Prompt a >>
Answer these questions about the passage on millimeter wave radio systems:
(i) More particularly, what does the invention relate to?
(ii) Which band is described as unlicensed?
(iii) What does the large bandwidth mean?

The present invention generally relates to millimeter wave radio frequency (RF) systems, and more particularly to efficient design of radio modules that increase the number of antennas per module.

BACKGROUND

The 60 GHz band is an unlicensed band which features a large amount of bandwidth and a large worldwide overlap. The large bandwidth means that a very high volume of information can be transmitted wirelessly. As a result, multiple applications, each requiring transmission of large amounts of data, can be developed to allow wireless communication around the 60 GHz band. Examples for such applications include, but are not limited to, wireless high definition TV (HDTV), wireless docking stations, wireless Gigabit Ethernet, and many others.

Prompt b >> Reproduce verbatim the part of the rows that opens with the line containing "of the blue" and closes with the line containing "column 246, row 23".

Point annotation rows
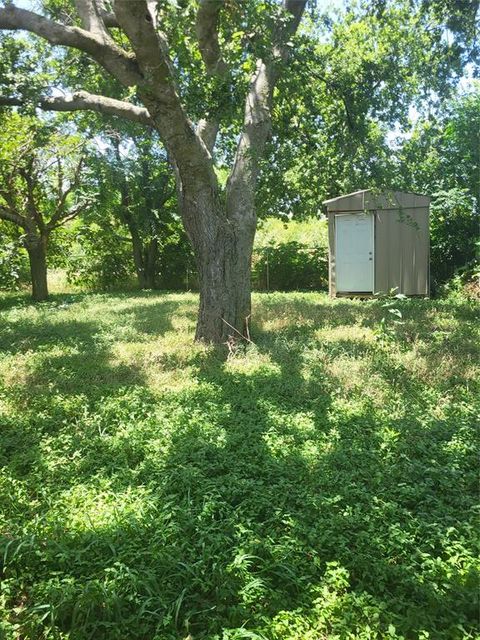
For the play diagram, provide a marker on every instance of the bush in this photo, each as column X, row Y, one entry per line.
column 454, row 224
column 100, row 260
column 291, row 255
column 14, row 267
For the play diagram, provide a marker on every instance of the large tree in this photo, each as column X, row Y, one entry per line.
column 40, row 176
column 220, row 223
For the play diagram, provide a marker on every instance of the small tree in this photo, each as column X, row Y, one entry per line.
column 40, row 174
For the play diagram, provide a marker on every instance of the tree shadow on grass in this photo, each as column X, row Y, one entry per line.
column 265, row 476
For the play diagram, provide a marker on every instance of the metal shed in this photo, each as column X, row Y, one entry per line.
column 379, row 242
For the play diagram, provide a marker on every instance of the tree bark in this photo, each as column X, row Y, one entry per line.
column 36, row 246
column 223, row 252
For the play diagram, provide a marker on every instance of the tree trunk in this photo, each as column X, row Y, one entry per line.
column 150, row 262
column 138, row 256
column 223, row 253
column 36, row 246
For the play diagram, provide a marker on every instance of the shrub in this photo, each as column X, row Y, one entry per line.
column 291, row 255
column 100, row 260
column 454, row 224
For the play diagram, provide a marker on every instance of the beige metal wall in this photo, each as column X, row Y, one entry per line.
column 402, row 239
column 402, row 253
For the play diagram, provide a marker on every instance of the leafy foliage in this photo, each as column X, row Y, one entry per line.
column 322, row 483
column 290, row 255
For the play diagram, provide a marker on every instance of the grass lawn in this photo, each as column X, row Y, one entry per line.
column 320, row 484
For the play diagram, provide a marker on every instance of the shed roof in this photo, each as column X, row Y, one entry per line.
column 367, row 200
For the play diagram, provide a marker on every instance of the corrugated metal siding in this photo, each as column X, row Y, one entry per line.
column 402, row 239
column 402, row 251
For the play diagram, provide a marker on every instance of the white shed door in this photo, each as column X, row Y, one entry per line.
column 354, row 252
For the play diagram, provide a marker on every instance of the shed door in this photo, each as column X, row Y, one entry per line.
column 354, row 252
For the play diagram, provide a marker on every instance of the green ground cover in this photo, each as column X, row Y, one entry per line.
column 320, row 484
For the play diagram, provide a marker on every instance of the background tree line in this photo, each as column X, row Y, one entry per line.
column 96, row 196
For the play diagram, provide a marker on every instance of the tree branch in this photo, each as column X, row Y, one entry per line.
column 92, row 21
column 206, row 25
column 10, row 216
column 257, row 119
column 159, row 94
column 82, row 100
column 108, row 54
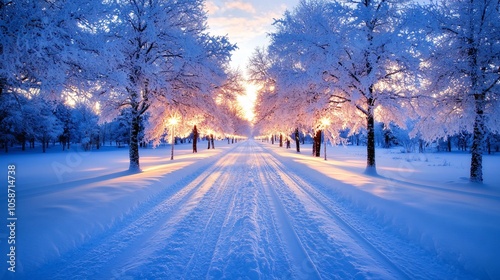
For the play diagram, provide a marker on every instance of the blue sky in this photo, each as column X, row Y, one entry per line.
column 246, row 23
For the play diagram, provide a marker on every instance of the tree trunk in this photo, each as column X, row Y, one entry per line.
column 134, row 142
column 23, row 141
column 297, row 140
column 195, row 139
column 476, row 166
column 317, row 143
column 370, row 147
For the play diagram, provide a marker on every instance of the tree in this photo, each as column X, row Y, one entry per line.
column 464, row 74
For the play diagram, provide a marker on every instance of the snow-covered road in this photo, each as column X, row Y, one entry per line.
column 247, row 215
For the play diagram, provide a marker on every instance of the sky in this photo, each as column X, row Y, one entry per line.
column 247, row 24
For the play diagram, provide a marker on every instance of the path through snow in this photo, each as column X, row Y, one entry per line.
column 248, row 215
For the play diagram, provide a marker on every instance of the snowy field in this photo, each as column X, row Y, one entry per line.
column 252, row 210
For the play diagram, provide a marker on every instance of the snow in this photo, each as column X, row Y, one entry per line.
column 253, row 210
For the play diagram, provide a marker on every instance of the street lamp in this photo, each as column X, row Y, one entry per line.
column 173, row 122
column 325, row 122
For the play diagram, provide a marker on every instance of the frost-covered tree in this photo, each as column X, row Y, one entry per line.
column 161, row 53
column 44, row 44
column 464, row 74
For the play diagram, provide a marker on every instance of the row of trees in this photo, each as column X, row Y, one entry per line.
column 348, row 63
column 152, row 58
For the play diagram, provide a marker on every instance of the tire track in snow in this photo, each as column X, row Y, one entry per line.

Written solution a >>
(i) Efficient design of radio modules that increase the number of antennas per module.
(ii) The 60 GHz band.
(iii) A very high volume of information can be transmitted wirelessly.

Written solution b >>
For the play diagram, provide a marker on every instance of the blue sky in this photo, each as column X, row Y, one entry per line.
column 246, row 23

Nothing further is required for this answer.